TASK STATEMENT: Write out the whole listing again, exactly.

INFORMATION PROVIDED:
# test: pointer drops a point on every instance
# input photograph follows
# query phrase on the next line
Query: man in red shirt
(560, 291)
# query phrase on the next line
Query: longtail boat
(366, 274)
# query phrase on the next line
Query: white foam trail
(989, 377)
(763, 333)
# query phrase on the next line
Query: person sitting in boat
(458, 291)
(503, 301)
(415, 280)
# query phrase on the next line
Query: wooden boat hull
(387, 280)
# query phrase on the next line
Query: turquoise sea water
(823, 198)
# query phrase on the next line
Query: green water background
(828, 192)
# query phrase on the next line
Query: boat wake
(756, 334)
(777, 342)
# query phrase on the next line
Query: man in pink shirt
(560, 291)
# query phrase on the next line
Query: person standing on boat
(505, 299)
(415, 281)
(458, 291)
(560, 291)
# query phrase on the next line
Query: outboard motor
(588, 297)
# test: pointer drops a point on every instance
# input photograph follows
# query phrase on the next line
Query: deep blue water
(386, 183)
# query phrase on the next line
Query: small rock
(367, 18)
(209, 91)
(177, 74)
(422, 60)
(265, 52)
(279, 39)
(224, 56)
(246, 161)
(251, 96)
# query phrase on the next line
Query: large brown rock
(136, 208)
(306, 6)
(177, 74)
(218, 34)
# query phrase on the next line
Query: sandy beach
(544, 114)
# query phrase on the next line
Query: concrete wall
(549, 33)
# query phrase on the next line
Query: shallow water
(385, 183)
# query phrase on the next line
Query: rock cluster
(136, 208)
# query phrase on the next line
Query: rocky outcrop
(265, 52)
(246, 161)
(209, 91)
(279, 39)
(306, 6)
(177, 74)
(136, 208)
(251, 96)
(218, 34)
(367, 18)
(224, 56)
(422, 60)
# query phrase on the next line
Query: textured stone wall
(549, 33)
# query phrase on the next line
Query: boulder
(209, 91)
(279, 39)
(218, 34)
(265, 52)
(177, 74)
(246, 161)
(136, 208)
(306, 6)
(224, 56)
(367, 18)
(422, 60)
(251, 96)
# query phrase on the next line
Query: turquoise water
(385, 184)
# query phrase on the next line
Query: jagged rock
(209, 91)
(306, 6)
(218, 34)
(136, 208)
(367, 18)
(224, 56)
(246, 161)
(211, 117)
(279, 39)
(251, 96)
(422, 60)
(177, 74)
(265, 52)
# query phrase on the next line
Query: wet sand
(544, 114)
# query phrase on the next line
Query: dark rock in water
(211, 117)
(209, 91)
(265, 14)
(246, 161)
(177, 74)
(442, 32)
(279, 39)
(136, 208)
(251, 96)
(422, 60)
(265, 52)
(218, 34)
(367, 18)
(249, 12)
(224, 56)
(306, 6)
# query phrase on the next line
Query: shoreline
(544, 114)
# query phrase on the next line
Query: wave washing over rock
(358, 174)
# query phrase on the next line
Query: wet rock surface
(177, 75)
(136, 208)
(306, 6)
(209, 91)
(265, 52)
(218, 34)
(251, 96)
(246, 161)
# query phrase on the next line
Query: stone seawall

TASK SOLUTION:
# test: pointer drops a point on every instance
# input photograph follows
# query phrase on the next line
Query: man in red shirt
(560, 291)
# query phrase on the next line
Query: longtail boat
(366, 274)
# query phrase on the next line
Query: white foam trail
(989, 377)
(763, 333)
# query phrase on the next line
Query: person sitting in boat
(458, 291)
(503, 301)
(415, 280)
# query phrase on the next line
Query: wooden boat hull
(387, 280)
# query phrase on the next line
Query: turquoise sea water
(823, 198)
# query phrase on the next line
Query: green water background
(828, 192)
# query phrase on the next line
Query: boat wake
(756, 334)
(777, 342)
# query phrase on the next line
Query: man in pink shirt
(560, 291)
# query phrase on the next line
Query: person standing on boat
(505, 299)
(415, 281)
(458, 291)
(560, 291)
# query phrase on the next line
Query: outboard motor
(588, 297)
# test: pointer drops a point on every instance
# input photograph follows
# query phrase on the next line
Query: deep blue water
(386, 183)
# query phrase on the next line
Query: small rock
(367, 18)
(209, 91)
(177, 74)
(422, 60)
(265, 52)
(279, 39)
(224, 56)
(246, 161)
(251, 96)
# query phrase on the next line
Query: large brown rock
(136, 208)
(306, 6)
(177, 74)
(218, 34)
# query phrase on the next line
Query: sandy beach
(544, 114)
# query phrase on the next line
Query: concrete wall
(549, 33)
# query phrase on the next line
Query: shallow water
(385, 183)
# query phrase on the next line
Query: rock cluster
(136, 208)
# query phrase on the next line
Query: rocky outcrop
(265, 52)
(246, 161)
(209, 91)
(279, 39)
(306, 6)
(177, 74)
(136, 208)
(251, 96)
(218, 34)
(367, 18)
(224, 56)
(422, 60)
# query phrase on the next line
Query: textured stone wall
(549, 33)
# query phrase on the next line
Query: boulder
(209, 91)
(279, 39)
(218, 34)
(265, 52)
(177, 74)
(246, 161)
(136, 208)
(306, 6)
(224, 56)
(367, 18)
(422, 60)
(251, 96)
# query phrase on the next line
Query: turquoise water
(385, 184)
# query phrase on the next line
Query: jagged rock
(209, 91)
(306, 6)
(218, 34)
(136, 208)
(367, 18)
(224, 56)
(246, 161)
(211, 117)
(279, 39)
(251, 96)
(422, 60)
(177, 74)
(265, 52)
# query phrase on the next line
Query: wet sand
(544, 114)
# query phrase on the next line
Query: dark rock in water
(211, 117)
(209, 91)
(265, 14)
(246, 161)
(177, 74)
(442, 32)
(279, 39)
(136, 208)
(251, 96)
(422, 60)
(265, 52)
(218, 34)
(367, 18)
(249, 12)
(224, 56)
(306, 6)
# query phrase on the next line
Query: shoreline
(544, 114)
# query phrase on the next line
Query: wave washing over rock
(358, 174)
# query phrase on the next line
Query: wet rock surface
(177, 75)
(136, 208)
(306, 6)
(209, 91)
(265, 52)
(218, 34)
(251, 96)
(246, 161)
# query phrase on the next line
Query: stone seawall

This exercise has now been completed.